══ TEXT ══

Confinement of Therapeutic Enzymes in Selectively Permeable Polymer Vesicles by Polymerization-Induced Self-Assembly (PISA) Reduces Antibody Binding and Proteolytic Susceptibility.

Covalent PEGylation of biologics has been widely employed to reduce immunogenicity, while improving stability and half-life in vivo. This approach requires covalent protein modification, creating a new entity. An alternative approach is stabilization by encapsulation into polymersomes; however this typically requires multiple steps, and the segregation requires the vesicles to be permeable to retain function. Herein, we demonstrate the one-pot synthesis of therapeutic enzyme-loaded vesicles with size-selective permeability using polymerization-induced self-assembly (PISA) enabling the encapsulated enzyme to function from within a confined domain. This strategy increased the proteolytic stability and reduced antibody recognition compared to the free protein or a PEGylated conjugate, thereby reducing potential dose frequency and the risk of immune response. Finally, the efficacy of encapsulated l-asparaginase (clinically used for leukemia treatment) against a cancer line was demonstrated, and its biodistribution and circulation behavior in vivo was compared to the free enzyme, highlighting this methodology as an attractive alternative to the covalent PEGylation of enzymes.

═══
══ EXCERPTED RECORDS ══

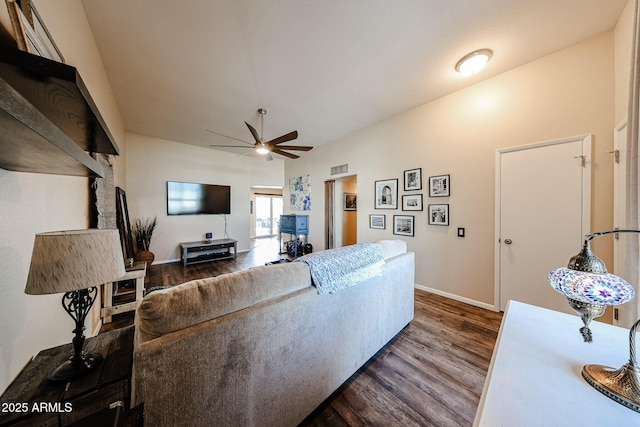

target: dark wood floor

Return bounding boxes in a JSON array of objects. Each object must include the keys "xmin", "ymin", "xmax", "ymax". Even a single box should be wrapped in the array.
[{"xmin": 102, "ymin": 241, "xmax": 502, "ymax": 427}]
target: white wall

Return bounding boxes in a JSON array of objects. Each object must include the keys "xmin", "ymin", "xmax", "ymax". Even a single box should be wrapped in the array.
[
  {"xmin": 126, "ymin": 134, "xmax": 284, "ymax": 262},
  {"xmin": 0, "ymin": 0, "xmax": 124, "ymax": 390},
  {"xmin": 285, "ymin": 32, "xmax": 614, "ymax": 305}
]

═══

- _EXERCISE OBJECTIVE_
Retype the part of the enzyme vesicle abstract that opens with the words containing "Confinement of Therapeutic" and closes with "and Proteolytic Susceptibility.". The items have no part in the tasks and can be set aside.

- _TASK ANSWER_
Confinement of Therapeutic Enzymes in Selectively Permeable Polymer Vesicles by Polymerization-Induced Self-Assembly (PISA) Reduces Antibody Binding and Proteolytic Susceptibility.